- **Records for this task**:
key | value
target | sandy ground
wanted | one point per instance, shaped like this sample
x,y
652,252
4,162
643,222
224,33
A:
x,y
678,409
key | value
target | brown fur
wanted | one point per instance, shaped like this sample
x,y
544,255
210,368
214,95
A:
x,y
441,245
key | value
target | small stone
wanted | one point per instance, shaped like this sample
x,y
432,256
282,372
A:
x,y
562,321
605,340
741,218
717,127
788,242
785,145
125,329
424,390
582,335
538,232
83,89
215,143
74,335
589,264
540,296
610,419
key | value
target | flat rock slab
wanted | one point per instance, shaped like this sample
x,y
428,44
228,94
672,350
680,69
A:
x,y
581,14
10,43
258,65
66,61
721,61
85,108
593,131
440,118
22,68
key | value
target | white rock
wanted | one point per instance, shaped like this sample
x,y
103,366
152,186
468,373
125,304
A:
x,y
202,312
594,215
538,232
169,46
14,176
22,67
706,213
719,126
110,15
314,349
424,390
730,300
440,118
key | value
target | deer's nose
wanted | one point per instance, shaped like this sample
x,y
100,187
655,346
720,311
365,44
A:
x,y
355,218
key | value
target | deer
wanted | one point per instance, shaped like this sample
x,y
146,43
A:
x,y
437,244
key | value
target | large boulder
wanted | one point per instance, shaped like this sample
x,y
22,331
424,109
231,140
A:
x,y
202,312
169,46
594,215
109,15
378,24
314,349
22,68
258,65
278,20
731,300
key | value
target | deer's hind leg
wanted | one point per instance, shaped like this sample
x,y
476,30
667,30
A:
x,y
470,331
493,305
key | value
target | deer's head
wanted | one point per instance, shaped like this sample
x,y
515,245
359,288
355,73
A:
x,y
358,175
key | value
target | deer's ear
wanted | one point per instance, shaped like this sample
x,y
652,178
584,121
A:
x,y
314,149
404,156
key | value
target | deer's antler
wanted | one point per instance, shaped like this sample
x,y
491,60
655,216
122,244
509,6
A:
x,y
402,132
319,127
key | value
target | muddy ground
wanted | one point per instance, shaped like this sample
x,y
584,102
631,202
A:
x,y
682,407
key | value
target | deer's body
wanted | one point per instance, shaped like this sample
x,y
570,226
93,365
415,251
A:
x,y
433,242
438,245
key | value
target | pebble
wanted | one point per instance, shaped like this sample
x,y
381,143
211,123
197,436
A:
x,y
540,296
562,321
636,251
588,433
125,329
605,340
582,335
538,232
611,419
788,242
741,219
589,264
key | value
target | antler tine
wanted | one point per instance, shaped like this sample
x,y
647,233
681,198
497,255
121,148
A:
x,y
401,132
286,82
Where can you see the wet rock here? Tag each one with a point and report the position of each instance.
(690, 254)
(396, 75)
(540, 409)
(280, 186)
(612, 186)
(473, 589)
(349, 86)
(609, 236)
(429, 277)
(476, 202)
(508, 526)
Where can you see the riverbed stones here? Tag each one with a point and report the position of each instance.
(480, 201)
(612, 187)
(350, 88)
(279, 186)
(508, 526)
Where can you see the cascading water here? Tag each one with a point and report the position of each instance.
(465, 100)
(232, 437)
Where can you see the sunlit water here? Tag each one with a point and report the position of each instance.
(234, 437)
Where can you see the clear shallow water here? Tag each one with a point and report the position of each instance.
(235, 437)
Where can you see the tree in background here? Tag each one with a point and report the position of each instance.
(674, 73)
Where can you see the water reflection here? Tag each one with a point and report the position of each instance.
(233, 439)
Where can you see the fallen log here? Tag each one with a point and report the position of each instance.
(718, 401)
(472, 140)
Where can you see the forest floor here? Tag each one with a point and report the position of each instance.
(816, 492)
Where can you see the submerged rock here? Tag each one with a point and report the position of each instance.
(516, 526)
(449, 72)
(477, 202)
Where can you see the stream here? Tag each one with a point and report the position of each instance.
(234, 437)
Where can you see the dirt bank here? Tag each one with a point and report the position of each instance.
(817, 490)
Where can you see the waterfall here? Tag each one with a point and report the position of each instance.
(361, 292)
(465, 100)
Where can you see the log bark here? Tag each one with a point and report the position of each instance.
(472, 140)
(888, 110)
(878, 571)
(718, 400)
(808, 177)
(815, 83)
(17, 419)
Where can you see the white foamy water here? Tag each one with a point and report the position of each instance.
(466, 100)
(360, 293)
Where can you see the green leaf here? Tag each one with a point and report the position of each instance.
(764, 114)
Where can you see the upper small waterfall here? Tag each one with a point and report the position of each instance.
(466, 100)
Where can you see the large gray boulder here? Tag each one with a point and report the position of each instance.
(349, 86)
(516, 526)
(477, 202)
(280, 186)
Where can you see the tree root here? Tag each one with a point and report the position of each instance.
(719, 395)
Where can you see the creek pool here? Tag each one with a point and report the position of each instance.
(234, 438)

* * *

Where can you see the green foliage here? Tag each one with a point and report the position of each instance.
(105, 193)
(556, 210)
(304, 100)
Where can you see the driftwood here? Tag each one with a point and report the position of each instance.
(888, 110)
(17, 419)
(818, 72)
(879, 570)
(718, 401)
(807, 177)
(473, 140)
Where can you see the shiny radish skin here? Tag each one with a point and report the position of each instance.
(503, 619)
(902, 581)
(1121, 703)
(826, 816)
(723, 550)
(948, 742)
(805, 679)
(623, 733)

* * *

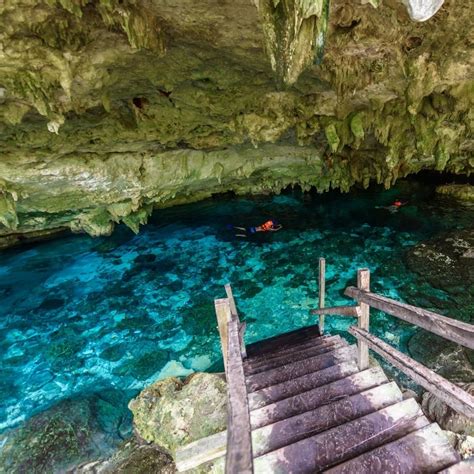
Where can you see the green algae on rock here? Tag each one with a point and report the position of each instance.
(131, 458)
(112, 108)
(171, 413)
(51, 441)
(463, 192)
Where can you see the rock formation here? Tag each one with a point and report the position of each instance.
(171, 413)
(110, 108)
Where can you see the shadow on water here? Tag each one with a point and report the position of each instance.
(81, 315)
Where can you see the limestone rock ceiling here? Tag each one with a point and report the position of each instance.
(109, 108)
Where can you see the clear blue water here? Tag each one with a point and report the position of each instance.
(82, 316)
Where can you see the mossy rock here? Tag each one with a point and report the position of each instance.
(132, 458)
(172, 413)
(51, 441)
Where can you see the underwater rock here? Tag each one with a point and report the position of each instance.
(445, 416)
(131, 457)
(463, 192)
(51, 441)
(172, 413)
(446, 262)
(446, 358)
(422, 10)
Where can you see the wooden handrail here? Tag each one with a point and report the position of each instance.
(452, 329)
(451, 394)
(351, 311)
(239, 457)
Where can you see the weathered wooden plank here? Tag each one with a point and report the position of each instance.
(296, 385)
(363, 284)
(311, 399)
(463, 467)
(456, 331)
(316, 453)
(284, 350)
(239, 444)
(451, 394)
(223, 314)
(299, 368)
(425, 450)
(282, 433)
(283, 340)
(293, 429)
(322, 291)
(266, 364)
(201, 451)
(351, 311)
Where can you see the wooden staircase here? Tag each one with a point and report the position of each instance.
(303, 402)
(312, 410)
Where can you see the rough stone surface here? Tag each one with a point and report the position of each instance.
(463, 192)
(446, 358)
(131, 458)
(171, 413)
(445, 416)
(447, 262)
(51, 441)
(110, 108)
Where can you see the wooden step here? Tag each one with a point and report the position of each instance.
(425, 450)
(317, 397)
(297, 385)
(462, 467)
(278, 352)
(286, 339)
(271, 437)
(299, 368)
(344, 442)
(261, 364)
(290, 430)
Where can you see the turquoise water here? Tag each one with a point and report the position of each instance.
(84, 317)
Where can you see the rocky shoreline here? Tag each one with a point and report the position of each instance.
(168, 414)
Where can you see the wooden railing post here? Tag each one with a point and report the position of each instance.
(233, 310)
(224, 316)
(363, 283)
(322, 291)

- **Problem to work on**: Return only those lines of the records that contain the string "antler".

- **Reply**:
target | deer's antler
target | antler tine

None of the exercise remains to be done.